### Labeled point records
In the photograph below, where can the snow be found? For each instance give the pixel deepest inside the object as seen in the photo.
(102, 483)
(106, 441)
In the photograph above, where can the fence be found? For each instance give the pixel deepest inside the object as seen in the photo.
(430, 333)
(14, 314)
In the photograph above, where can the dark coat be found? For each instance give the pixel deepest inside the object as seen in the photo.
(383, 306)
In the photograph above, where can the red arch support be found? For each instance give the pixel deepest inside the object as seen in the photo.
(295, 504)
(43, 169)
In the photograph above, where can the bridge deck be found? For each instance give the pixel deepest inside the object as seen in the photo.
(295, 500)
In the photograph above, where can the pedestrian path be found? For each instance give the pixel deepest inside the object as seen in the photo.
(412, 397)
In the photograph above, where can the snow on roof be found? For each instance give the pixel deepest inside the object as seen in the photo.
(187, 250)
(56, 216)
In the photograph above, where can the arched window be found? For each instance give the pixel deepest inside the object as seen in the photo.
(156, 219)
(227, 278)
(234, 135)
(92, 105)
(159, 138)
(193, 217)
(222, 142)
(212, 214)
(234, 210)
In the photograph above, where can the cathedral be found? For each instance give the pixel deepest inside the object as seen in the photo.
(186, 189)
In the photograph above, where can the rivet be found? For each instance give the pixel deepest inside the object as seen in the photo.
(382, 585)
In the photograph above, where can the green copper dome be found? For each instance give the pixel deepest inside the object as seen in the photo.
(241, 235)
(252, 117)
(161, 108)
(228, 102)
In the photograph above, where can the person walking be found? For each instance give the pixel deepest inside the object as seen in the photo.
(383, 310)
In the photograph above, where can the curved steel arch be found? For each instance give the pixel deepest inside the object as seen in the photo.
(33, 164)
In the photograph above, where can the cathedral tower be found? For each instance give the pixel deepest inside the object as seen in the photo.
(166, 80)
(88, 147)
--
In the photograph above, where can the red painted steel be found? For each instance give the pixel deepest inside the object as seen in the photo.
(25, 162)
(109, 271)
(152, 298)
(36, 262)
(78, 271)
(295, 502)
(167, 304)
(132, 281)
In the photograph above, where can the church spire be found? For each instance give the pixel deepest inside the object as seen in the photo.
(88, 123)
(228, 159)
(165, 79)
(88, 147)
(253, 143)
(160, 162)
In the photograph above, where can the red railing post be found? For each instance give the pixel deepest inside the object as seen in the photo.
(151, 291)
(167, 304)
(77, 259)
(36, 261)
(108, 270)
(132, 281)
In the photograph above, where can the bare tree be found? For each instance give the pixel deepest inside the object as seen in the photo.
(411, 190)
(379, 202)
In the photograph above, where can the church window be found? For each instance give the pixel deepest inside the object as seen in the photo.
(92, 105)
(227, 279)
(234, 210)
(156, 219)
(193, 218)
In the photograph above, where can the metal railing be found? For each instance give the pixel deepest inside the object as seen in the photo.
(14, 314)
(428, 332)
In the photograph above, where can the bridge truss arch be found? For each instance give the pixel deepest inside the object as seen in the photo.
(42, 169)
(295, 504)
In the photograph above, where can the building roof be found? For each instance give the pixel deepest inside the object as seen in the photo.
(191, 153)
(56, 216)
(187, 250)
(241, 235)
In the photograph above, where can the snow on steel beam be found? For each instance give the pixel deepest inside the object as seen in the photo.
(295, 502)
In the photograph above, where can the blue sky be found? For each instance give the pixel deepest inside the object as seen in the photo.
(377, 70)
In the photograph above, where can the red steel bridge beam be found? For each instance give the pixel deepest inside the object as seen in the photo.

### Set task
State how many lines of the material above contain the word "steel", and reply with the number alone.

### Correct output
4